Aquellas navidades de 1956 fueron
especiales. Las recuerdo como si fuese ahora. han pasado sesenta años.
Aparecieron unos alambres muy raros en lo alto de los tejados cuatro barras
horizontales que parecían tendederos de ropa, de los que colgaba un alambre
conectado a unas jarrillas. Eolo los zurraba de lo lindo, mas no se
desplomaban. Seguían ahí enhiestos, haciendo posible el milagro de las 625 líneas
para un mundo que vivía todavía en blanco y negro. Se trataba, claro está, de
uno de los dos inventos que cambiarían la vida en Segovia y en España entera,
el modo de ser y de pensar de la gente. Encarnarían la rebelión de las masas de
las profecías de don José Ortega y Gasset.
El otro sería el gas butano, las
cocinillas camping que echarían a nuestras abuelas del llar, de la cocina de
carbón y el horno de leña. Después llegarían la lavadora, el 600D, el
tocadiscos, el ordenador, el veraneo en la costa, y todos esos adminículos de
la sociedad de consumo, los cuales, de consuno, determinaron una revolución
social en todas las esferas. Sin animo misoneísta y de ir contra el espíritu de
los tiempos nuevos, en lo que ganamos también perdimos porque se acabaron
aquellas veladas del invierno, aquellos jolgorios y reuniones vecinales, aquel
amor, aquellas risas de las noches de filandón al calor de la “gloria” o
hipocausto, un invento que trajeron a Castilla los romanos. Era la “vela” — desde
los Santos hasta las Candelas— cuando se contaban cuentos y consejas, se
cantaban villancicos y jugábamos a las Siete y Media, el Se Cansa, a coger el
Polvorón, la Malla o el
juego de las prendas.
Los muchachos nos calentábamos en
la portada jugando al Zorro Pico Zaina a fuerza de morradas y empellones. Era
una juego para conjurar el frío de nuestros cuerpos y curar sabañones a lo
bestia estacazo y tente tieso. Todo aquello se acabó.
Los segovianos de ahora se
desparraman en el sofá frente al televisor contemplando aburridos o crispados el
chismorreo político de las tertulias o las noticias insustanciales de los
nuevos ecos de sociedad.

== Contenido de datos ==
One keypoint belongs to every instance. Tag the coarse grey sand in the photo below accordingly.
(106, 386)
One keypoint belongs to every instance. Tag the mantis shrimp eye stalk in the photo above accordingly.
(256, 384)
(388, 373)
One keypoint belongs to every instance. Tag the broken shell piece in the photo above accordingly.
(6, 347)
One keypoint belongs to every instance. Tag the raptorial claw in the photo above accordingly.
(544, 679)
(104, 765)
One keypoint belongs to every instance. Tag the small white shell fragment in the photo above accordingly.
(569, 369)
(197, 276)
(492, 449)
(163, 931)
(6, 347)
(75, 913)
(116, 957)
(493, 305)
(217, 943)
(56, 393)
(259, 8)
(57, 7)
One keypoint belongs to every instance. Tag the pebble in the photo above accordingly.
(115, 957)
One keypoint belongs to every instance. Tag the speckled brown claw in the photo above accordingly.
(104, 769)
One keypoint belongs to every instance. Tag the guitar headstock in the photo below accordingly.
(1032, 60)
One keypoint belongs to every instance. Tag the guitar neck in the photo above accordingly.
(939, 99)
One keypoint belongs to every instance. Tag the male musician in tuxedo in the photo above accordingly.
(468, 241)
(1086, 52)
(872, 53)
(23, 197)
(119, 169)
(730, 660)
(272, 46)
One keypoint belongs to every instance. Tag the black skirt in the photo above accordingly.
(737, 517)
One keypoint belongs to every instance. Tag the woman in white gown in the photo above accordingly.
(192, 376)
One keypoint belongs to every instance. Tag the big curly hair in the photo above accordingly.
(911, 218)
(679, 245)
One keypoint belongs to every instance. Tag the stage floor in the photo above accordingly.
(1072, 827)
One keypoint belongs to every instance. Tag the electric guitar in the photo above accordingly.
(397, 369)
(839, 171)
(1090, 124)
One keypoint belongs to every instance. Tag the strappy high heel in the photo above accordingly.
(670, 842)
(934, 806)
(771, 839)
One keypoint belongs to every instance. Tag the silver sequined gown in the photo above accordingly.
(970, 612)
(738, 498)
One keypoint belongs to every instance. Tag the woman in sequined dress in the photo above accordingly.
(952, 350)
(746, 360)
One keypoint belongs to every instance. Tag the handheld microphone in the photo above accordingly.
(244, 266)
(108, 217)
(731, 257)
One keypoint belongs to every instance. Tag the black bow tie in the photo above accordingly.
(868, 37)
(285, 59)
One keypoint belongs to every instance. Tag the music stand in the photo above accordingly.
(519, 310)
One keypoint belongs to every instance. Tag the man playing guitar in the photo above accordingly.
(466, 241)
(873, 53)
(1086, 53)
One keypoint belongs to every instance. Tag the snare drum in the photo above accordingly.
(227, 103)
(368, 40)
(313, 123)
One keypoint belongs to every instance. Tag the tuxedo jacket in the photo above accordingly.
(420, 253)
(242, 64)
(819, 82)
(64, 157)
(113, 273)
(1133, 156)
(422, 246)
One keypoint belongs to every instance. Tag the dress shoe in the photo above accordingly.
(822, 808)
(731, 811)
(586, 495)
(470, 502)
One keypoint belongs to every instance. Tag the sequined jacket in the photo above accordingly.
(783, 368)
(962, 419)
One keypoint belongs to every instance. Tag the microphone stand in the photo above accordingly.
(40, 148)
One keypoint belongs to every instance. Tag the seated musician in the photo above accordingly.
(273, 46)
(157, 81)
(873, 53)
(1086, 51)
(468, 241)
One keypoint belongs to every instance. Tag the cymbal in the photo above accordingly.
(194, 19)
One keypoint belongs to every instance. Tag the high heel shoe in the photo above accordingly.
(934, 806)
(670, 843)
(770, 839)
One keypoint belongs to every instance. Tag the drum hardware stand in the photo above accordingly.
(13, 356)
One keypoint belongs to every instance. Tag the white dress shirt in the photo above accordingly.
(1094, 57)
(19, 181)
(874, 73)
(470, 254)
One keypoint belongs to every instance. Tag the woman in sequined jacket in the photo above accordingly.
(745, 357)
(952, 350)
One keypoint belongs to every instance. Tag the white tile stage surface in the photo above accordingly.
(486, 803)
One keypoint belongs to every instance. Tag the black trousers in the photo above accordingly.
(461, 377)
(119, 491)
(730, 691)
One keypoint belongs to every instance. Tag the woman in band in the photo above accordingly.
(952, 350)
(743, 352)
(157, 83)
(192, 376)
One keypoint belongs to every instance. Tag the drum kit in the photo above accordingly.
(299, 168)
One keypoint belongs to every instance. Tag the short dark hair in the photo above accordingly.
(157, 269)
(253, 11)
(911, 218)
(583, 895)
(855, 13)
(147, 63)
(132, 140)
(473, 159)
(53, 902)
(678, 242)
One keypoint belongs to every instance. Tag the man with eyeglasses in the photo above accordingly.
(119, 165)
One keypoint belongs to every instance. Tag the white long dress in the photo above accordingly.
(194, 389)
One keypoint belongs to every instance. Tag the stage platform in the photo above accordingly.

== Tareas por hacer ==
1. Responde a estas preguntas sobre el extracto de las navidades de 1956:
(a) ¿De cuántas líneas era el milagro que hacían posible los alambres de los tejados?
(b) ¿Cuál era el otro de los dos inventos que cambiarían la vida en Segovia?
(c) ¿Quiénes trajeron a Castilla la "gloria" o hipocausto?
2. Copia literalmente un fragmento del extracto de las navidades de 1956. Empieza en las palabras que contienen "Los segovianos de" y termina después de "ecos de sociedad.".

== Respuestas finales ==
1.
(a) De 625 líneas.
(b) El gas butano.
(c) Los romanos.

2.
Los segovianos de ahora se
desparraman en el sofá frente al televisor contemplando aburridos o crispados el
chismorreo político de las tertulias o las noticias insustanciales de los
nuevos ecos de sociedad.